═════ Page text

परवीन बाबी

Parveen Babi (4 April 1949 – 20 January 2005) was an Indian actress and model. Recognized for her roles in Hindi films throughout the 1970s and early 1980s, Babi was known for her "glamorous" acting style, and was one of the highest-paid actresses. Her modeling and fashion sense additionally established her as an icon.  

Babi made her acting debut with the film Charitra (1973), and received recognition for her role as Neela in the drama film Majboor (1974). She had her breakthrough starring as Anita in the action crime-drama film Deewaar (1975), and went on to have roles in many successful films, notably starring as Jenny in Amar Akbar Anthony (1977), Anu in Suhaag (1979), Anita in Kaala Patthar (1979), Sheetal in The Burning Train (1980), Sunita in Shaan (1980), Shallini / Rani in Kaalia (1981), and Nisha in Namak Halaal (1982). In 1976, she was the first Bollywood star to appear on the cover of Time magazine. From the mid-1980s, Babi's career began to fluctuate, leading her to eventually retire from the film industry in 1991.

Babi's personal life has been well-documented by the media; she had remained unmarried after a string of relationships with Kabir Bedi, Danny Denzongpa and Mahesh Bhatt. She was diagnosed with paranoid schizophrenia, which came to the attention of the public following various incidents, as well as diabetes. She also had osteoarthritis of the knee. On 20 January 2005, Babi died of multiple organ failure.

Early life 
Parveen Babi was born on 4 April 1949 in Junagadh, Saurashtra (now in Gujarat). She was the only child in a noble Junagadh-based family who belonged to the Khilji Babi tribe of Pashtuns known as the Pathans of Gujarat that had long settled in Gujarat. Parveen was born fourteen years after the marriage of her parents, her father, Vali Mohammed Khan Babi, was an administrator with the Nawab of Junagadh and her mother was Jamal Bakhte Babi (died 2001). She lost her father in 1959 when she was five years old. She did her early schooling from Mount Carmel High School, Ahmedabad and later attended St. Xavier's College, Ahmedabad where she earned a Bachelor of Arts in English literature.

Career

1972—1975: Modelling, transition to Bollywood and Breakthrough 
Parveen Babi's modelling career began in 1972 and was quickly followed by her film debut with the film Charitra (1973), opposite cricketer Salim Durrani. The film was a flop, but she was noticed and snapped up for several more films. Babi first received recognition for her role as Neela in the drama film Majboor (1974). She had her breakthrough starring as a prostitute, Anita, in the action crime-drama film Deewaar (1975), which attained a cult following, and helped established her as a leading lady.

══════════
═════ Data extract

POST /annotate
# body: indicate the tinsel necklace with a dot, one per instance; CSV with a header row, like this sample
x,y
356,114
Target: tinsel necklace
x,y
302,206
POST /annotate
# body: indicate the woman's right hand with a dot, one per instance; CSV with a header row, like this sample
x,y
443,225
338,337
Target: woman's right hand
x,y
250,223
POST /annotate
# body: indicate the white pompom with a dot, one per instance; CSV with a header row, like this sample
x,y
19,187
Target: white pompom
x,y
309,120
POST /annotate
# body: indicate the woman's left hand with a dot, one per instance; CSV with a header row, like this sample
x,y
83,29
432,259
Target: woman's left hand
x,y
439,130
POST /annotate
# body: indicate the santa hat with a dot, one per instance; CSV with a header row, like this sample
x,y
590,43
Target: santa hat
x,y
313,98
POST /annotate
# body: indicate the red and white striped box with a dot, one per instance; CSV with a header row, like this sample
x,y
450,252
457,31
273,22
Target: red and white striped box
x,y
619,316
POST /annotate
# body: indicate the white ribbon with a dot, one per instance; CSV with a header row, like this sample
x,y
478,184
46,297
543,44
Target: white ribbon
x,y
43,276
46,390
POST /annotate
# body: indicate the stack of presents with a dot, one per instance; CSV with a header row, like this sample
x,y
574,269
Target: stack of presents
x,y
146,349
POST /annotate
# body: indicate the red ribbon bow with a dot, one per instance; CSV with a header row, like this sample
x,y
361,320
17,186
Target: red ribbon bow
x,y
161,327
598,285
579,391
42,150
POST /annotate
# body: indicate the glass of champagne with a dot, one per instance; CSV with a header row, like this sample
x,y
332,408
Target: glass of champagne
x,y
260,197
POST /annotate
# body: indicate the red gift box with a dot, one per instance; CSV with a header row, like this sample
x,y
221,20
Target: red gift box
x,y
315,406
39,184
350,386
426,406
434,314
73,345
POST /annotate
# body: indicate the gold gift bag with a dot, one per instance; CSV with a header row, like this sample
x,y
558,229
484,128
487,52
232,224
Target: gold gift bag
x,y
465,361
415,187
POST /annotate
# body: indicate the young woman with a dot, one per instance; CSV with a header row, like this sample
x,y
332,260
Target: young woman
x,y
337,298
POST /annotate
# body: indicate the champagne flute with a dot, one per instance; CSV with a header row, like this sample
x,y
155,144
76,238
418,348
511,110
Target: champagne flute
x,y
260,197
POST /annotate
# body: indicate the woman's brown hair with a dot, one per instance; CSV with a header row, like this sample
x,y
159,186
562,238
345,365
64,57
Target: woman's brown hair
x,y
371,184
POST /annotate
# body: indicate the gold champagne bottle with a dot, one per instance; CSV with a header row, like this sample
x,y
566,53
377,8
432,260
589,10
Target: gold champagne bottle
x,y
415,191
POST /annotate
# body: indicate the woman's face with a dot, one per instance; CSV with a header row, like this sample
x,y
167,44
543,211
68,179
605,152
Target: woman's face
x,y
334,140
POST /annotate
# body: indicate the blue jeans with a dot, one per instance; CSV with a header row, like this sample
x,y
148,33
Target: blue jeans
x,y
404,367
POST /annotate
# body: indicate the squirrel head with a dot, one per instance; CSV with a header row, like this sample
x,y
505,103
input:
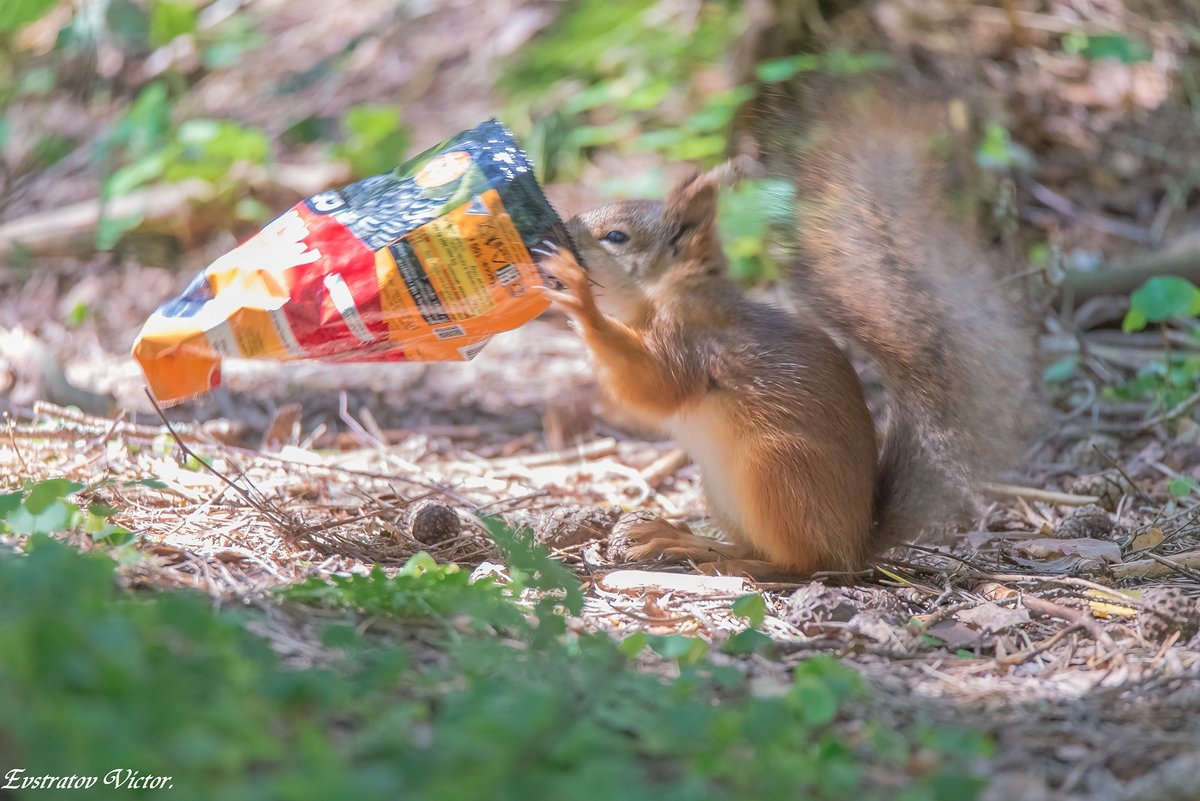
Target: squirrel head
x,y
635,247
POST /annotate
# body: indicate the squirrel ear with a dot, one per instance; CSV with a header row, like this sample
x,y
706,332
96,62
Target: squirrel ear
x,y
691,205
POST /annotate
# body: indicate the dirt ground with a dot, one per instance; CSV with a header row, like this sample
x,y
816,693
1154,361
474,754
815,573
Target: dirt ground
x,y
1062,618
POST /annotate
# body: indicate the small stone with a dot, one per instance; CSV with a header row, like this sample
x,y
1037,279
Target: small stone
x,y
1165,610
1089,521
435,523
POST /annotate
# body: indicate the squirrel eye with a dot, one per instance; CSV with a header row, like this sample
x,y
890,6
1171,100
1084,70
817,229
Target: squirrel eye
x,y
616,238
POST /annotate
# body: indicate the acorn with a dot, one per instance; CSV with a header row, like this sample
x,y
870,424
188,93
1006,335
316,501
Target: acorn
x,y
435,523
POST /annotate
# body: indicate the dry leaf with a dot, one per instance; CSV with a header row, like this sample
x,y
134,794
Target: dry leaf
x,y
1151,538
993,618
1086,548
954,634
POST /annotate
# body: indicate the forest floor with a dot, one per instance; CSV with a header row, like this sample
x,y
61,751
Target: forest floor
x,y
1062,619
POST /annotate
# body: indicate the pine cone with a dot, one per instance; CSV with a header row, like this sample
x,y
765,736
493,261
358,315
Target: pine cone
x,y
1109,486
1089,521
1165,610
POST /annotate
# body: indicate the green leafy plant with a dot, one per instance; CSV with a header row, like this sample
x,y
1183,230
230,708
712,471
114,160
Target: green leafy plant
x,y
407,705
1159,300
375,139
1173,378
42,507
1096,47
18,13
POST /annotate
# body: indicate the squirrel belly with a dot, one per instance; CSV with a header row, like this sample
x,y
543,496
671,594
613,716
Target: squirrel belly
x,y
765,402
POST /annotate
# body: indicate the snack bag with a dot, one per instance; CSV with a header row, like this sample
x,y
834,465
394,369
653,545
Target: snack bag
x,y
425,263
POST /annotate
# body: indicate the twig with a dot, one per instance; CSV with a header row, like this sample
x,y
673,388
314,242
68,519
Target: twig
x,y
1177,410
271,513
1044,495
664,467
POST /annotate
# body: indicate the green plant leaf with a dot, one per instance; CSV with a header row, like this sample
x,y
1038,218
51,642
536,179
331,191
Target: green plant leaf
x,y
751,607
172,18
43,493
1182,486
18,13
816,700
1115,46
774,71
9,504
684,650
1163,297
58,516
1134,320
634,644
1061,371
749,640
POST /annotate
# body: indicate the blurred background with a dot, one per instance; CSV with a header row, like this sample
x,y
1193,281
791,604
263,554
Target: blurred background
x,y
143,138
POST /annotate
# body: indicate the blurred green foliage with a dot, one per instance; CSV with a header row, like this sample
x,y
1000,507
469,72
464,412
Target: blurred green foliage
x,y
425,684
1171,379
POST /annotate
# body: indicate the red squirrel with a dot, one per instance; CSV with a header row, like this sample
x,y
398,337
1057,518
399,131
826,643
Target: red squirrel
x,y
765,401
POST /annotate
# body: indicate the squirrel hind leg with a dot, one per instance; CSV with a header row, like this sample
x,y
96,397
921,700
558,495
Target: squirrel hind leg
x,y
658,538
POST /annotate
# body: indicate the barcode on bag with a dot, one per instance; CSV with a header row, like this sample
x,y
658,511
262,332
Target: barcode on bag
x,y
449,331
508,273
471,351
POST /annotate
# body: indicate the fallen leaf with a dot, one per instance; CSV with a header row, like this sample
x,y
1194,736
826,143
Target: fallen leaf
x,y
1151,538
993,618
1087,548
954,634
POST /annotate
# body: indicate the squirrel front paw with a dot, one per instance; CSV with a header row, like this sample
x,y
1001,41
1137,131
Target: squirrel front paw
x,y
575,297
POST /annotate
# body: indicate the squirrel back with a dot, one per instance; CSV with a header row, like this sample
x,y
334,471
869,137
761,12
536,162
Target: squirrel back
x,y
885,265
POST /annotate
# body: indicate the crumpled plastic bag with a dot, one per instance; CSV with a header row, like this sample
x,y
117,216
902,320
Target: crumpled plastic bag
x,y
425,263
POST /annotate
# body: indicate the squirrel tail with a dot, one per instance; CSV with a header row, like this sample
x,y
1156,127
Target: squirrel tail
x,y
885,265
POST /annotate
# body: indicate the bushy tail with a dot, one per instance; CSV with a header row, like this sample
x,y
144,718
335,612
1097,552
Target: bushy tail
x,y
886,266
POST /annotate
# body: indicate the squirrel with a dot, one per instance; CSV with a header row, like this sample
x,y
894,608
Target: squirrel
x,y
767,402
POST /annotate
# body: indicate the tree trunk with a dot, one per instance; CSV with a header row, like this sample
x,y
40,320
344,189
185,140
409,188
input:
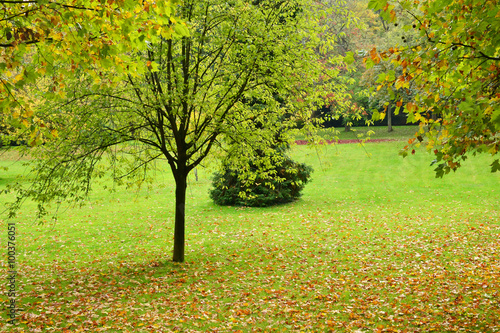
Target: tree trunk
x,y
389,120
180,215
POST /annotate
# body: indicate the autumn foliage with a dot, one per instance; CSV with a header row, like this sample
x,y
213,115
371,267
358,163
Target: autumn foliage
x,y
454,70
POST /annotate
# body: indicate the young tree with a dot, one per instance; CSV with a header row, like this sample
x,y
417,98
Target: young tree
x,y
190,99
454,69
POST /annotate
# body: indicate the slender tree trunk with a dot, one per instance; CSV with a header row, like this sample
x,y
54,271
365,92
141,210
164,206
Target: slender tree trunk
x,y
389,119
180,215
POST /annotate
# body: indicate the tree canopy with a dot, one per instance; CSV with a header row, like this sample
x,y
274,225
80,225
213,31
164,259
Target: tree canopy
x,y
454,70
188,95
49,39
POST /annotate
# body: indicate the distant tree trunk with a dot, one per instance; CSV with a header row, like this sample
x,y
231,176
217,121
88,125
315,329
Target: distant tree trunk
x,y
180,213
389,119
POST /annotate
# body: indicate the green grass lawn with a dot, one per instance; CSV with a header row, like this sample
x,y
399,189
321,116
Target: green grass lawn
x,y
376,244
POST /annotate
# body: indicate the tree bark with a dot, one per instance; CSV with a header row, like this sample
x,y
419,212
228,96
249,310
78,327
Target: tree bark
x,y
180,215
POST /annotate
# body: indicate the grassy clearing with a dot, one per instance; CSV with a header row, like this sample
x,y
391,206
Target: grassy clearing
x,y
375,244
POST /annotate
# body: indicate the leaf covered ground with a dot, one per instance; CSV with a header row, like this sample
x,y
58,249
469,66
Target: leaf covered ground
x,y
367,249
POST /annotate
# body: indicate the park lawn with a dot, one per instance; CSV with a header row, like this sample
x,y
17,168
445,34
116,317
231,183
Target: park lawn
x,y
375,244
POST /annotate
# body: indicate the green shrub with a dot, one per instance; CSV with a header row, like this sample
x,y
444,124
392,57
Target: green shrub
x,y
285,185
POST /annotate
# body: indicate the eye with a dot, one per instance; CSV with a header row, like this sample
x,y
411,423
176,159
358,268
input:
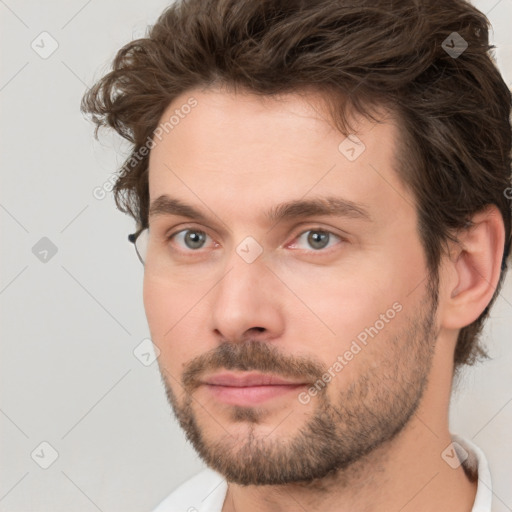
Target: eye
x,y
317,239
190,238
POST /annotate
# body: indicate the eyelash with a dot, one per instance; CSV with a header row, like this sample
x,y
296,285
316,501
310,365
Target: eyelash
x,y
299,235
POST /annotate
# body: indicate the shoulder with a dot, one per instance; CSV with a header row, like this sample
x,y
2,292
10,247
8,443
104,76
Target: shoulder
x,y
204,492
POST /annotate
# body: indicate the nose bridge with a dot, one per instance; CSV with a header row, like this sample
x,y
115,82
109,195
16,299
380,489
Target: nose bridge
x,y
244,297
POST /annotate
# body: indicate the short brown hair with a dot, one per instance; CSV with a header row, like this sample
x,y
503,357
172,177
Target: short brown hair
x,y
454,110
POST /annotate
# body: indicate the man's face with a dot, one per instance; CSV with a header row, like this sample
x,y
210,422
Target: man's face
x,y
334,304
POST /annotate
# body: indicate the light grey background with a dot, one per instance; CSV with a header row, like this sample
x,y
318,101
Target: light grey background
x,y
70,325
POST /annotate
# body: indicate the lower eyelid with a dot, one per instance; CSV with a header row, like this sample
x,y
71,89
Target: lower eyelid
x,y
171,236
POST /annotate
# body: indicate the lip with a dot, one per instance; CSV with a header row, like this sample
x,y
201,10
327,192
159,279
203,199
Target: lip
x,y
249,388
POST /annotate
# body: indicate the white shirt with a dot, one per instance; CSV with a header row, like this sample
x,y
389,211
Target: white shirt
x,y
206,491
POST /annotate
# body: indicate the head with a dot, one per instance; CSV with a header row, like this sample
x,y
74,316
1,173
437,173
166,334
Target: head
x,y
343,169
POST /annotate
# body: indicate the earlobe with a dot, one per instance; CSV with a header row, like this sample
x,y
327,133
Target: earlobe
x,y
476,267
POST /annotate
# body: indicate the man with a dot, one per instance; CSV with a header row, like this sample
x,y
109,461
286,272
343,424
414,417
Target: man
x,y
322,195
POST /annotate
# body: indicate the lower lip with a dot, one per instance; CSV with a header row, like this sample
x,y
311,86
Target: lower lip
x,y
250,395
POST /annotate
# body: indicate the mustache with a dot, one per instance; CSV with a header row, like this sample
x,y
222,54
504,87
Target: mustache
x,y
247,356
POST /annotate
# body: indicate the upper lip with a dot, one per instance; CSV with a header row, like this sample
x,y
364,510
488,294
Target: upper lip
x,y
248,379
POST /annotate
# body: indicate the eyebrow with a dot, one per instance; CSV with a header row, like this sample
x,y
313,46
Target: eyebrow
x,y
296,209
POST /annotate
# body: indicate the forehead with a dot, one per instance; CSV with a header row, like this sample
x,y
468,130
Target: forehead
x,y
241,152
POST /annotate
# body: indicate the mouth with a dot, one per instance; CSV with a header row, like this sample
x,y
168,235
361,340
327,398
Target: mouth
x,y
249,388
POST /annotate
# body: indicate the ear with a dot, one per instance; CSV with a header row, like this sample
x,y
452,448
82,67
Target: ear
x,y
473,269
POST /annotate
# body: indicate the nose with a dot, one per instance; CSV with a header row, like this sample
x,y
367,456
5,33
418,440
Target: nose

══════════

Exercise prompt
Reproduce word for word the passage of the text about Parveen Babi starting at "Babi made her" and ending at "industry in 1991.".

Answer space
Babi made her acting debut with the film Charitra (1973), and received recognition for her role as Neela in the drama film Majboor (1974). She had her breakthrough starring as Anita in the action crime-drama film Deewaar (1975), and went on to have roles in many successful films, notably starring as Jenny in Amar Akbar Anthony (1977), Anu in Suhaag (1979), Anita in Kaala Patthar (1979), Sheetal in The Burning Train (1980), Sunita in Shaan (1980), Shallini / Rani in Kaalia (1981), and Nisha in Namak Halaal (1982). In 1976, she was the first Bollywood star to appear on the cover of Time magazine. From the mid-1980s, Babi's career began to fluctuate, leading her to eventually retire from the film industry in 1991.